**Problem requirements:** List each line in the records below that contains the word "woman", copying every such line in full.

**Information provided:**
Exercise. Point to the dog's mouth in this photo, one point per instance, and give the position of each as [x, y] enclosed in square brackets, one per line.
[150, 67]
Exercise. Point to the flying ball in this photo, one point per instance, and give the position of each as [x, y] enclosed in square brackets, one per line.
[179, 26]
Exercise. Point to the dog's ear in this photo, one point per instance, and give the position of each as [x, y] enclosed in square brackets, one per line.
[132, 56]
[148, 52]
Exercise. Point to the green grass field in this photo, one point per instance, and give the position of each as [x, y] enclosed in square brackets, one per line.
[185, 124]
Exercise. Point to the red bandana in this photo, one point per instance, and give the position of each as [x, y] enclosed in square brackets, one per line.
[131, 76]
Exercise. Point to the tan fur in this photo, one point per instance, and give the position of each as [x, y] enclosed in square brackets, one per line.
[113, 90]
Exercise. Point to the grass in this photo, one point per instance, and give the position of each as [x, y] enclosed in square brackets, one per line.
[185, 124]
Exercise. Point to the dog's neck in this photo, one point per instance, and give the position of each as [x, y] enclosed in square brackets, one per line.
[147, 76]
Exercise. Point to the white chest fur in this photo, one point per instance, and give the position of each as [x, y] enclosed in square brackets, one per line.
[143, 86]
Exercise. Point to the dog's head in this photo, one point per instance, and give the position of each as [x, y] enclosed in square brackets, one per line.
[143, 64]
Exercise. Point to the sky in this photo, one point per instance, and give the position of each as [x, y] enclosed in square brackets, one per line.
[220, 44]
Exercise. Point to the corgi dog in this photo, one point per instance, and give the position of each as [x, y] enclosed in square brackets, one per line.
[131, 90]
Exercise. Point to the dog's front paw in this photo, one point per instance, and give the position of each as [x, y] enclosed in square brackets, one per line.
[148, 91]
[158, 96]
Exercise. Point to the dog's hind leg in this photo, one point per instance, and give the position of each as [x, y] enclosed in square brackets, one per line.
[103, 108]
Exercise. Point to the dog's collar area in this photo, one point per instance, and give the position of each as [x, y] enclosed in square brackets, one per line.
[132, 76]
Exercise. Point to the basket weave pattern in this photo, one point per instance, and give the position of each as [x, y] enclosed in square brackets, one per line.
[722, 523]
* * *
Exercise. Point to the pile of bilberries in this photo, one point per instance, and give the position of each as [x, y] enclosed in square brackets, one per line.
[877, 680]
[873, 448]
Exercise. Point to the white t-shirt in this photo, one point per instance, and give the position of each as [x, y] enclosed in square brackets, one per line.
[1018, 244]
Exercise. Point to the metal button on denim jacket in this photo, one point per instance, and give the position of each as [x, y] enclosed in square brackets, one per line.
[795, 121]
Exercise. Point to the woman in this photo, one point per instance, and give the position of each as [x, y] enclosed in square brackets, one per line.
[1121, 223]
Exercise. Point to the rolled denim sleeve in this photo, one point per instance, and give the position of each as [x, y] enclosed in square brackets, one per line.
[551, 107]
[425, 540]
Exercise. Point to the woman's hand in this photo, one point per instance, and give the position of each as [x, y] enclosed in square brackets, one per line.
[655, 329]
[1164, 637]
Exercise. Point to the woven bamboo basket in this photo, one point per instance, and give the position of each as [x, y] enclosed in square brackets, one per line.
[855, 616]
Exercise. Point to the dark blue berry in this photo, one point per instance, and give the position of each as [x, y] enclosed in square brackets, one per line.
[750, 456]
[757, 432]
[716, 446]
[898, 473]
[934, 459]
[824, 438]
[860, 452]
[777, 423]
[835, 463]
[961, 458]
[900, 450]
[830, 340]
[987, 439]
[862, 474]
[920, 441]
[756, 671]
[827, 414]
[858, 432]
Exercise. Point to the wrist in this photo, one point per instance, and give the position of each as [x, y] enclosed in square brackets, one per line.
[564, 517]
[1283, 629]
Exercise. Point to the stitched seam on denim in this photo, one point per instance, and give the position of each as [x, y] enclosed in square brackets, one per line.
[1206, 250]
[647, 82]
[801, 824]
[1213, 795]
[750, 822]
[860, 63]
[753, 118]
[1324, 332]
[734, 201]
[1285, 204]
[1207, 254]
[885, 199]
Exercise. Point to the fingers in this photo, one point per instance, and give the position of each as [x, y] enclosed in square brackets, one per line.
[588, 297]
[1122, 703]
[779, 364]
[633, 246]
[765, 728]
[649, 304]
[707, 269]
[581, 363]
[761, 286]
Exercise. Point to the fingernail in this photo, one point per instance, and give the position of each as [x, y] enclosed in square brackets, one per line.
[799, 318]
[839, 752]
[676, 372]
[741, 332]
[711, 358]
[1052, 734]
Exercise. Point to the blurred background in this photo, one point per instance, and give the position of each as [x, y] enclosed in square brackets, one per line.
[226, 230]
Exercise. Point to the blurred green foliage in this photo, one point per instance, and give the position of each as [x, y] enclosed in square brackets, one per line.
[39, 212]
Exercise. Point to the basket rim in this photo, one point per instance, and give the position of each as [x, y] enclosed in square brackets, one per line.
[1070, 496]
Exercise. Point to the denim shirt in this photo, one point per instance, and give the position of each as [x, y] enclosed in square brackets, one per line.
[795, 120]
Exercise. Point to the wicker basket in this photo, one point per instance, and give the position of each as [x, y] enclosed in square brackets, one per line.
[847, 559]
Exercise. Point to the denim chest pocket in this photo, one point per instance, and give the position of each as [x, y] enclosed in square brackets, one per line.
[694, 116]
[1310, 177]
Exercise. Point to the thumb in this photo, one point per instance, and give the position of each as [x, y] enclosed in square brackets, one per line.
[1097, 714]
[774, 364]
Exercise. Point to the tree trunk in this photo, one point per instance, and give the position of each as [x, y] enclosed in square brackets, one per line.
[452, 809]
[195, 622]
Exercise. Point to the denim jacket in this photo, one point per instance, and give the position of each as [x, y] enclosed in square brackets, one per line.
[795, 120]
---
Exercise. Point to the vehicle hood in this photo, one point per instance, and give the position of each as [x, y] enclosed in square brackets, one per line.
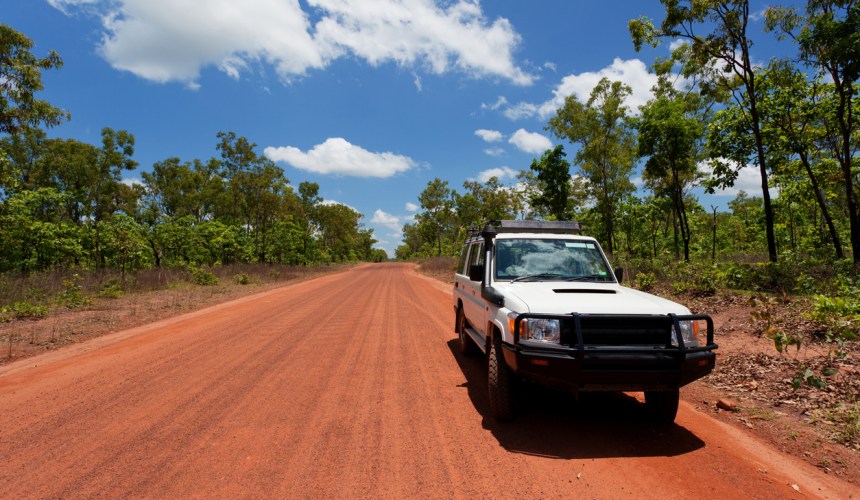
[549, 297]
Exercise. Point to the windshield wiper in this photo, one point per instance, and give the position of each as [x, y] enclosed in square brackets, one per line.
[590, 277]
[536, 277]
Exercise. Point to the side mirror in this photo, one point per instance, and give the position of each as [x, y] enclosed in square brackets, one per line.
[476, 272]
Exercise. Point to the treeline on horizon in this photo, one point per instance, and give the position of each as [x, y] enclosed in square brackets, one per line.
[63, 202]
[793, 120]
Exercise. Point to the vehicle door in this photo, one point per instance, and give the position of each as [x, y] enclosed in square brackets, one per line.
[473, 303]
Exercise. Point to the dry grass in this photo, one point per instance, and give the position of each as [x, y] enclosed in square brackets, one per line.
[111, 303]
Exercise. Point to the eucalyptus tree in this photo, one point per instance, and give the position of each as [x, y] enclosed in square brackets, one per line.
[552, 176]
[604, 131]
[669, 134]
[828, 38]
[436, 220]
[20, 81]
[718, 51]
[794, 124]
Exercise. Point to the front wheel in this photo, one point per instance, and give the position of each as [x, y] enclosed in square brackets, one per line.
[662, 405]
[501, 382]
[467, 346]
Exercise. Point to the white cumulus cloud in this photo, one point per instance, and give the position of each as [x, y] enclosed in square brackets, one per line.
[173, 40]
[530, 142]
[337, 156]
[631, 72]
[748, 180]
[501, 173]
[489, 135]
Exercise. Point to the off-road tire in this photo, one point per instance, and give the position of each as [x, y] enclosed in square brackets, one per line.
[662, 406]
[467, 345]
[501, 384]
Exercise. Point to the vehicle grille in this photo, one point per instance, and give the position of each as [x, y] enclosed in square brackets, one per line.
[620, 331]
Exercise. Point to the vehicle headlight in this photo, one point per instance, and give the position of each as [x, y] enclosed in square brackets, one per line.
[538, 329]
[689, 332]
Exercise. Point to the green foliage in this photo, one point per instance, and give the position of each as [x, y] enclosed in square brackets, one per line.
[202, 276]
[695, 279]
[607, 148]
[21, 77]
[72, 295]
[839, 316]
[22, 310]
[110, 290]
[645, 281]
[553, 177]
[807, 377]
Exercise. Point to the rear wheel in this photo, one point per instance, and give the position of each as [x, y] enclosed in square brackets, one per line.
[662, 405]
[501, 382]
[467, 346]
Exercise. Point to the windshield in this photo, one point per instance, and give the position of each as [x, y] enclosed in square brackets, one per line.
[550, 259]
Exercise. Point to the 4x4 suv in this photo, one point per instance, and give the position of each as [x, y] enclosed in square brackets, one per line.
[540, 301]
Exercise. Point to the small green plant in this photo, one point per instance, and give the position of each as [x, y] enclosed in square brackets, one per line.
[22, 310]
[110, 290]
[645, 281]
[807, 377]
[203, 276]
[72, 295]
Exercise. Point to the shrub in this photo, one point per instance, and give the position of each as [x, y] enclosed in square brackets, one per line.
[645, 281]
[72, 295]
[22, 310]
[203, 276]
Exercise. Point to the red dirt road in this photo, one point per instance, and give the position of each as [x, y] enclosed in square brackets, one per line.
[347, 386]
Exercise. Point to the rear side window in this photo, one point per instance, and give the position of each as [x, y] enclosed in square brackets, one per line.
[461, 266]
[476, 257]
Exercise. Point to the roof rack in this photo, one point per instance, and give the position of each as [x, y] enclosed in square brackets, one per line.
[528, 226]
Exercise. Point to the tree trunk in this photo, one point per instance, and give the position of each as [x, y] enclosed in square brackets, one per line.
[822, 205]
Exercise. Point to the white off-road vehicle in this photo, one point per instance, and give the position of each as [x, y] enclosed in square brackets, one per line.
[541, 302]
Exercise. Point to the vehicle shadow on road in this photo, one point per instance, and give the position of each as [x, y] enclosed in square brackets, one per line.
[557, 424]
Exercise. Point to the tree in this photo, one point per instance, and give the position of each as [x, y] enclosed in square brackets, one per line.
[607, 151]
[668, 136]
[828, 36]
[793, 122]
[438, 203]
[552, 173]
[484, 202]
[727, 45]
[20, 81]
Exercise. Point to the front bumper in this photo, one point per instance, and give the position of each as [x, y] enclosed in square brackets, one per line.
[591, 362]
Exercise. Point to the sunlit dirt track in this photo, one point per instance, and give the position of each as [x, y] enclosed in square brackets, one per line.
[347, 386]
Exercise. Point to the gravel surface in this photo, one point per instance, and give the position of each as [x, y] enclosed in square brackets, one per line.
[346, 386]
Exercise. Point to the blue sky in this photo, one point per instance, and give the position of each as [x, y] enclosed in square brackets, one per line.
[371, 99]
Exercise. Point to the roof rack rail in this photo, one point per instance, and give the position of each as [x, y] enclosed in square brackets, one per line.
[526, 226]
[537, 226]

**Response for this exercise:**
Exercise. Point to the woman in this photo, one point per instance, and give the position of each as [x, y] enclosed in square brackets, one per line.
Exercise. Point to the woman's hand in this photo, one point per instance, and give the position of each as [x, y] enclosed in square brackets, one per line.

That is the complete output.